Task statement:
Once the pictures are set aside, transcribe the remaining data exactly.

Provided material:
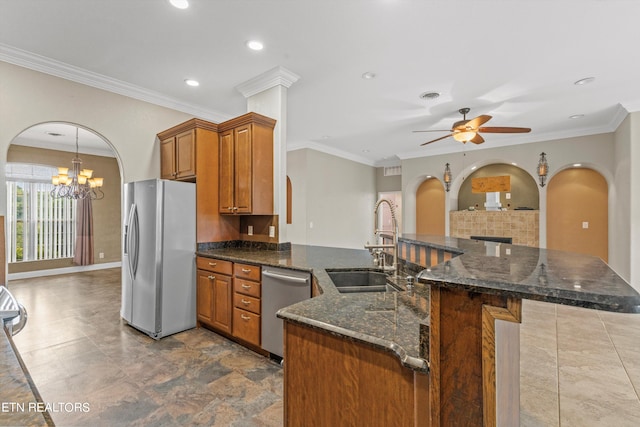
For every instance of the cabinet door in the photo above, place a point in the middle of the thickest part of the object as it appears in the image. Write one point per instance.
(168, 158)
(204, 297)
(222, 303)
(186, 154)
(243, 161)
(246, 326)
(225, 174)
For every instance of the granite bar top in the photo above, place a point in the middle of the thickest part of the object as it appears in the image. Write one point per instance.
(398, 322)
(390, 321)
(20, 405)
(529, 273)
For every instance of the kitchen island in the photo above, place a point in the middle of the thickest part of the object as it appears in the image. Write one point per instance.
(454, 339)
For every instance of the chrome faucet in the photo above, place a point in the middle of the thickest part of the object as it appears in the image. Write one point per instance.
(394, 246)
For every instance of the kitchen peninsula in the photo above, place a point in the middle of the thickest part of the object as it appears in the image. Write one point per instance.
(441, 333)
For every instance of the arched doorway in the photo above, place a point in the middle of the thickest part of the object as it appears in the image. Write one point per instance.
(52, 145)
(577, 212)
(430, 209)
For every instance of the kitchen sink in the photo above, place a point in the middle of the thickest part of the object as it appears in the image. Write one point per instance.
(350, 281)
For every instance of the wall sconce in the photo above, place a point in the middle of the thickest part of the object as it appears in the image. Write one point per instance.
(447, 177)
(543, 169)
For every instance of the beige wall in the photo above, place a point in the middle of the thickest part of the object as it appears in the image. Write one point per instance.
(129, 126)
(106, 212)
(385, 184)
(336, 195)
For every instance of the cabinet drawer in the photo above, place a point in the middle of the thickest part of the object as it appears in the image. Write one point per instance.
(246, 303)
(247, 271)
(246, 287)
(246, 326)
(211, 264)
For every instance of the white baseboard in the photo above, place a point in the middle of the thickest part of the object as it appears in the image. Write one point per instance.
(64, 270)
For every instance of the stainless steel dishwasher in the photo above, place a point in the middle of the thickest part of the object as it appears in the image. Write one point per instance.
(280, 288)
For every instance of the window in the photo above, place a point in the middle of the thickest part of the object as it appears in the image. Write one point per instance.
(39, 227)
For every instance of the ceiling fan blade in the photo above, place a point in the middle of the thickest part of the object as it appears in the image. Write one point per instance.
(500, 129)
(437, 139)
(477, 139)
(475, 123)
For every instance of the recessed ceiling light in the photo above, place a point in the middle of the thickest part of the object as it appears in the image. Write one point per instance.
(584, 81)
(180, 4)
(255, 45)
(429, 95)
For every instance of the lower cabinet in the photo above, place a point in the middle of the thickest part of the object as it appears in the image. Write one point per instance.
(214, 294)
(228, 299)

Completed task:
For every instance of the cabinet door in the photo above, place a point in the middle of the thickest part of the object as it appears in the image. Write one point per instance.
(168, 158)
(204, 297)
(222, 303)
(186, 154)
(243, 161)
(246, 326)
(225, 174)
For every instance of the granite bar top in the photo above, place a point in the middle of the thickest part of the object as it appears in the image. Write one point per instance.
(398, 322)
(390, 321)
(20, 405)
(529, 273)
For every instance of the kitchen island in the photo above, place a point in the middle of the thickest part of the object as it appears in the image. Write one point per instance.
(454, 339)
For every instance of the chrome faucet in the photo above, place a point in the middle of the thickest part of the object as it appears in the image. Write one point per instance.
(394, 246)
For every instance of the kitchen peninsula in the photo above, place a point in the middle of the thickest part of the object as it appears in the image. Write one point per instance.
(441, 333)
For every instance of the arched doorway in the photo above, place a point in the middle of the thickest part of the object as it appears in the image. Write one point per instance.
(52, 145)
(577, 212)
(430, 209)
For every instance of the kitchen sink in the photo above, place a point in the middle of the thickest part of the object as it appears in the image. Write one point per instance.
(350, 281)
For every instance of the wall sconce in the photo above, place a point in the middle of the thickest part of the object as it appears in the image. Write one point per instance.
(447, 177)
(543, 169)
For every instance of the beige wall in the photo above, place a point in the middle of the thickest part of the object as it appears in the image. Write one point per instance.
(129, 126)
(106, 212)
(385, 184)
(336, 195)
For every instance of the cabinet drawer in the photo above, place a point in the middle of the thickest part of the object as it appears in the image. Write one point per instance.
(246, 303)
(247, 271)
(246, 287)
(246, 326)
(211, 264)
For every instance of the white baseboard in the photo above, place a point in the middle of the thickest part of the object as it appears in the image. Write one point per instance.
(64, 270)
For every instance of the stainless steel dishwasher in the photo above, place a point in the middle of the thickest part of the object as it appears in the image. Write one point per instance.
(280, 288)
For every instance of the window in the photo above, place a point in the middle of the thickest part of the object as it appears in the image. Write one point per instance.
(39, 227)
For every instance of the ceiling fan blade in the photo above, place a point in the middle of the thickest part of the object as it appears in the image. Write one point per instance.
(500, 129)
(437, 139)
(477, 139)
(475, 123)
For every instance of the recessed ceiling light in the photo above, place a point in the middle of the thickest part of the object as it appears in the image. Write one point per instance.
(584, 81)
(180, 4)
(255, 45)
(429, 95)
For every instance of the lower cabinet in the photo above, place a point in the middle of the thickest part of the object as it appears in the image. Write one point per instance.
(214, 294)
(228, 299)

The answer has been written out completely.